Texte à lire ▸
- - -

Le cas de Lilie, petite fille transgenre est désormais connu grâce à la médiatisation de sa situation et des démarches de la famille pour leur enfant. 

Loin des stéréotypes et des clichés, la démarche parentale a permis à l’enfant de pouvoir éviter des souffrances inutiles. Notamment en l’accompagnant dans son choix de faire modifier son état civil, afin de faire concorder son prénom à son identité ressentie et à la perception de son entourage familial et scolaire, où Lilie est maintenant bien acceptée.

Une démarche juridique normale, encadrée par la loi… mais refusée par un procureur

Depuis la loi « Justice pour le 21siècle » — votée par la majorité de gauche en 2016 — le changement de la mention du genre à l’état civil est possible « sans aucune démarche médicale » entamée, et le changement de prénom est, lui, du ressort de l’officier d’état civil.

Il a donc fallu qu’un fonctionnaire officier d’état civil choisisse de refuser le changement de prénom de l’enfant et demande l’avis du procureur, pour que celui-​ci décide de ne pas respecter la loi, sans empathie ou humanité aucunes.

Car rien, dans les textes de loi, n’impose à quiconque (et surtout pas à une enfant qu’on accuse déjà trop facilement de « passer par une phase » !) de subir des changements irréversibles de sa physiologie pour avoir droit à une simple modification de son prénom. Il est tragique que le parquet ne maitrise pas ces éléments et que la chancellerie n’ait pas rappelé sur le champ la loi. 

Outre cette demande illégale, on peut largement questionner la démarche d’un procureur demandant à ce que le corps d’une enfant soit modifié afin de pouvoir changer de prénom ! Cette estimation tragique est une faute lourde éthique.

L’application de la loi de 2016 toujours problématique et les avancées toujours attendues

La loi de 2016 reste encore inégalement et inéquitablement appliquée dans notre pays, et cette dernière affaire le démontre encore, si cruellement. Qu’attendre donc, pour les personnes trans, de cette majorité pro Macron pour réaliser les avancées attendues pour notre loi ? Avancées que certains de nos voisins européens ont déjà mis en place, avec la déjudiciarisation totale, notamment, des procédures de modification de l’état civil.

Il n’est pas acceptable que le ministère de la Justice ne sache pas appliquer nos lois et oblige à des citoyens de rentrer dans de longues et coûteuses procédures pour le simple respect de leurs droits, l’application des lois en vigueur et pour le respect au quotidien d’une enfant très claire, sûre et décidée. Il faut de toute urgence que le ministère de la Justice rappelle publiquement les textes et fasse revenir à la raison ce procureur.

- - -

Données fournies ▸

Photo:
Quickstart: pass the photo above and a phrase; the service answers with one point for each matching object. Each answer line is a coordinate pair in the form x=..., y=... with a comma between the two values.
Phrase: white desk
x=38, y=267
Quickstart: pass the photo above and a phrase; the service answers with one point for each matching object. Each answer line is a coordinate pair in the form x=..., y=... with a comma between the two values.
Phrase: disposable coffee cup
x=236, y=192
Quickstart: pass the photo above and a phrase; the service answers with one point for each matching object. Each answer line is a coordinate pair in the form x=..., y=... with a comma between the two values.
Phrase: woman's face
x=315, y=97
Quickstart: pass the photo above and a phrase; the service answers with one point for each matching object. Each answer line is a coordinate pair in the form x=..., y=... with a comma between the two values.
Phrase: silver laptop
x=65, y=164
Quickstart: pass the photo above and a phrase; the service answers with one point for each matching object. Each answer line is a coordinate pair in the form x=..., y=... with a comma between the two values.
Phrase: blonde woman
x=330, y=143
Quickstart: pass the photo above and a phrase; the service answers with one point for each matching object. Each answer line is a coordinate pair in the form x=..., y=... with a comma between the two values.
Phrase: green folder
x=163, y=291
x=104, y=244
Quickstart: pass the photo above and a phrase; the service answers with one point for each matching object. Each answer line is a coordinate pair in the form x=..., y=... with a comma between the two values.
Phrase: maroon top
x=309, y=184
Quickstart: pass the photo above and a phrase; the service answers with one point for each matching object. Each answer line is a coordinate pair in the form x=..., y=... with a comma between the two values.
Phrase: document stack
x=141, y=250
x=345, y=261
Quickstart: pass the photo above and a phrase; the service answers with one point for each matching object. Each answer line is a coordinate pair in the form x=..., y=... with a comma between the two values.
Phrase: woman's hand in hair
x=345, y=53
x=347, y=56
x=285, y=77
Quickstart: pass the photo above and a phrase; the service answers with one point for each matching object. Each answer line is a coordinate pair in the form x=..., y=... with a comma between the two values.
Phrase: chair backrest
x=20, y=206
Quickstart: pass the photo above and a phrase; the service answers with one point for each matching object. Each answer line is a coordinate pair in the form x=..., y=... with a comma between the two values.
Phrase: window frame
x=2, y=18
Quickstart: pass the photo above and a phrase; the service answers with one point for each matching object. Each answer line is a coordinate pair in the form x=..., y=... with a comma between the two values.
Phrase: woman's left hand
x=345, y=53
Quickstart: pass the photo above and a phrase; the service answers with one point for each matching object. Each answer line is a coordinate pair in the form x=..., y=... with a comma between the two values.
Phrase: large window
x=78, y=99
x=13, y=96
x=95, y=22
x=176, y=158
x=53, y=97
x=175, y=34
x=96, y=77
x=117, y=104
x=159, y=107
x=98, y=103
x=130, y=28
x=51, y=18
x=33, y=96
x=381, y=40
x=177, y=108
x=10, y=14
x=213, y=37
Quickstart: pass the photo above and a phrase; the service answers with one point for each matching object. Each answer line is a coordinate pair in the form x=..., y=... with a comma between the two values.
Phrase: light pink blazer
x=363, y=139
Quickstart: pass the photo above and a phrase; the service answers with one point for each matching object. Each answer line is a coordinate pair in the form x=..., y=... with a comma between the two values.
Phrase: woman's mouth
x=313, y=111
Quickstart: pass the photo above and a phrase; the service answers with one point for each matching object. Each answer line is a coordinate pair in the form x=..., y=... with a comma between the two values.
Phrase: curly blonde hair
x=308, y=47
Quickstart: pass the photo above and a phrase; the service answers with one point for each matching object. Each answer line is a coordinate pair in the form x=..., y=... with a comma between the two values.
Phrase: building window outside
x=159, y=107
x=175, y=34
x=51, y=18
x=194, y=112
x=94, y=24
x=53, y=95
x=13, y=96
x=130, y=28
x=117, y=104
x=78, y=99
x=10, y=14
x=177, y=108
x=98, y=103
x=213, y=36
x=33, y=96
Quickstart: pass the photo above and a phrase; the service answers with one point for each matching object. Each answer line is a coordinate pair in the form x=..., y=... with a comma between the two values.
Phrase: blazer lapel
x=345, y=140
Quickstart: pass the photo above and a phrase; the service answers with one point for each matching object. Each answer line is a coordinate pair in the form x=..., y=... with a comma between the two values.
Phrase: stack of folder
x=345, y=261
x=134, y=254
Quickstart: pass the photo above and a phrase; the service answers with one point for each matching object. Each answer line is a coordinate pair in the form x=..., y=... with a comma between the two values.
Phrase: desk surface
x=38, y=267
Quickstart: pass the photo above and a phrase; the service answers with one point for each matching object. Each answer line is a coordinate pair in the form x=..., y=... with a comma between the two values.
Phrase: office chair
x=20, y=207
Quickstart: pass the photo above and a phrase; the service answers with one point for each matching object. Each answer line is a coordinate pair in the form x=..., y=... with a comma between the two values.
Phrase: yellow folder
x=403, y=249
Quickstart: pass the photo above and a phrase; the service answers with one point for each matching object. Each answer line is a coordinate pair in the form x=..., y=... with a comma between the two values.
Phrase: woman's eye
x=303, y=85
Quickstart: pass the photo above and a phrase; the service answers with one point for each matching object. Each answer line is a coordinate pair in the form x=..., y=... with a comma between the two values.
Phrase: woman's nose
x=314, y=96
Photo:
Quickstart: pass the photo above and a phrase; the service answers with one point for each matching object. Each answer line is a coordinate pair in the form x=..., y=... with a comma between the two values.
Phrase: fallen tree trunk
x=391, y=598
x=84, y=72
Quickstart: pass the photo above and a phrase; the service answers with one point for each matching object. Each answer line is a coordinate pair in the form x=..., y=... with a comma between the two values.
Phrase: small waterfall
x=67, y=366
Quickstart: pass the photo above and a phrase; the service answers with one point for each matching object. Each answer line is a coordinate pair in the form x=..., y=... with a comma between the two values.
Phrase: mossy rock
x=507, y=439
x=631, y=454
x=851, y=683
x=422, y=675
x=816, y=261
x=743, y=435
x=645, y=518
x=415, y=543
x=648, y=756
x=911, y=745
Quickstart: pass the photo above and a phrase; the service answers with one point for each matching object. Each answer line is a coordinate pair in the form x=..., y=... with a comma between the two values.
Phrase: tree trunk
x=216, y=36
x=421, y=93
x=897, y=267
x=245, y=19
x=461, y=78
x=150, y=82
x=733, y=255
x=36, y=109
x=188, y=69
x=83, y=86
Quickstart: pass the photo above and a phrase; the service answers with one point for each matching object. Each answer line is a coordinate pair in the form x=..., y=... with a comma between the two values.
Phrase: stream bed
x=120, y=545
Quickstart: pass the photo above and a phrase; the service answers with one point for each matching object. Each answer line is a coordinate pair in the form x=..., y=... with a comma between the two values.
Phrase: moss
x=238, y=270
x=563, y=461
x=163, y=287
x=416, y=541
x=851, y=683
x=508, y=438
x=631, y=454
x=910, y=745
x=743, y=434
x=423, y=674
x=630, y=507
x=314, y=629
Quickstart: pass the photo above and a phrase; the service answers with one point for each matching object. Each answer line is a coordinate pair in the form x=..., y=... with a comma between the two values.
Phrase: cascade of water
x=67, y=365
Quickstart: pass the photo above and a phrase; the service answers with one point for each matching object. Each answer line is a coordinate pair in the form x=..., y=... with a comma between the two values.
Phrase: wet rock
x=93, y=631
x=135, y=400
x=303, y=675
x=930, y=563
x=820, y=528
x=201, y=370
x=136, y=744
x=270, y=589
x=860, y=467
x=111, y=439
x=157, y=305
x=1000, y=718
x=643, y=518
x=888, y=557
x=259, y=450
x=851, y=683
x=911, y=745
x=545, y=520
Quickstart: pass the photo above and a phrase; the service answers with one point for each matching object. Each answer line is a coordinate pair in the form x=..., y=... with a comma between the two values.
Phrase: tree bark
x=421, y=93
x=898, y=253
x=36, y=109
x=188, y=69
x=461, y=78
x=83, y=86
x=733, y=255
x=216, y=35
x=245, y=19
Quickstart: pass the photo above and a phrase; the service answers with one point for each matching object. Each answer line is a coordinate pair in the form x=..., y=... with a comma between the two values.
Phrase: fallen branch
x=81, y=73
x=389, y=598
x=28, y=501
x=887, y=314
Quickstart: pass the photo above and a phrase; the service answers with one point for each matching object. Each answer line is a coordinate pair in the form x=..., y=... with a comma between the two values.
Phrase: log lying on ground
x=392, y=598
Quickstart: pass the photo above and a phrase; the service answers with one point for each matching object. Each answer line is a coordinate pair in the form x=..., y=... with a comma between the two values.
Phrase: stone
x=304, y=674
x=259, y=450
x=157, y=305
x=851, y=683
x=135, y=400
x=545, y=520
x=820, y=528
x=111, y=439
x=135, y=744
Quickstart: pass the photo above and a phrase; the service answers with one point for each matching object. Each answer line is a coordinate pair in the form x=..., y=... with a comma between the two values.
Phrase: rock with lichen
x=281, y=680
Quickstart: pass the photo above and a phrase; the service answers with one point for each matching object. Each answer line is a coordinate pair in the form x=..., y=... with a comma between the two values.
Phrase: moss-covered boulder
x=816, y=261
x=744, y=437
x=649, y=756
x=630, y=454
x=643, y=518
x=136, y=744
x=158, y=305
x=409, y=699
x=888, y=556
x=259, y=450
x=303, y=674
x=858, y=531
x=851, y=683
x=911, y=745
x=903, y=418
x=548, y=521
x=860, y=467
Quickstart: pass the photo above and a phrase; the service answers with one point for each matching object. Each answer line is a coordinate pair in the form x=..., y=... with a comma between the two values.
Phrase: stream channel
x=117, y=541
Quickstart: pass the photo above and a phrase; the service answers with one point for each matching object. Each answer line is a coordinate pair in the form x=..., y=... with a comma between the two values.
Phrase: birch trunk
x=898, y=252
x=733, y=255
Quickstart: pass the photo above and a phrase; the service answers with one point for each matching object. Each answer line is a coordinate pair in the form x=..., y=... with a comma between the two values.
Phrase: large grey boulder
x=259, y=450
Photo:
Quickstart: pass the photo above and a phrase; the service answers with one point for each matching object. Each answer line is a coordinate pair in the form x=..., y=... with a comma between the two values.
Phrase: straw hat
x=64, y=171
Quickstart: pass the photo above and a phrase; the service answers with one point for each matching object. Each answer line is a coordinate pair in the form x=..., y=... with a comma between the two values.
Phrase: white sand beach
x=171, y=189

- - -

Exercices à faire ▸
**A)** Reprenez le texte sur Lilie des mots « Car rien, dans » jusqu'à « faute lourde éthique. » inclus, en remplaçant « enfant » par « fillette ».
**B)** Poursuivez, s'il vous plaît, le texte sur Lilie après sa dernière phrase.
Les lignes proviennent d'une autre source que le texte sur Lilie.

Réponses successives ▸
**A)**
Car rien, dans les textes de loi, n’impose à quiconque (et surtout pas à une fillette qu’on accuse déjà trop facilement de « passer par une phase » !) de subir des changements irréversibles de sa physiologie pour avoir droit à une simple modification de son prénom. Il est tragique que le parquet ne maitrise pas ces éléments et que la chancellerie n’ait pas rappelé sur le champ la loi. 

Outre cette demande illégale, on peut largement questionner la démarche d’un procureur demandant à ce que le corps d’une fillette soit modifié afin de pouvoir changer de prénom ! Cette estimation tragique est une faute lourde éthique.

**B)**
La transidentité des mineurs, un point aveugle de la société

Les personnes transgenres restent largement ignorées des politiques publiques et la transphobie qu’elles subissent en font les personnes les plus représentées dans les idées suicidaires et les passages à l’acte. À l’heure où plusieurs études indiquent que quelques 10 % des mineurs et adolescents sont victimes de cyberharcèlement, cela inquiète d’autant plus pour les jeunes LGBT, notamment trans : ni l’Éducation nationale ni la police ne sont assez formées et dotées de moyens pour détecter, protéger et agir rapidement en évitant des drames. 

Déjà en décembre 2020, une lycéenne trans de 17 ans s’est donné la mort, face aux brimades et au mépris, et elle fut gravement mégenrée post-​mortem par la rectrice, représentante directe du ministre de l’Éducation nationale, qui osa en parler au masculin (en s’excusant trop tardivement ensuite)… 

Les violences institutionnelles et personnelles dont elles sont victimes n’épargnent pas les mineur·e·s, de tous âges, qui sont encore confronté·e·s à une société qui refuse de reconnaître leur existence et trop souvent aussi des familles qui, par ignorance, peur ou rejet, choisissent — au mieux — d’ignorer leurs situations. 

Il est temps que la France s’inspire des législations vertueuses en la matière (comme en Argentine) et de prendre en compte les recommandations d’associations et d’organisations internationales.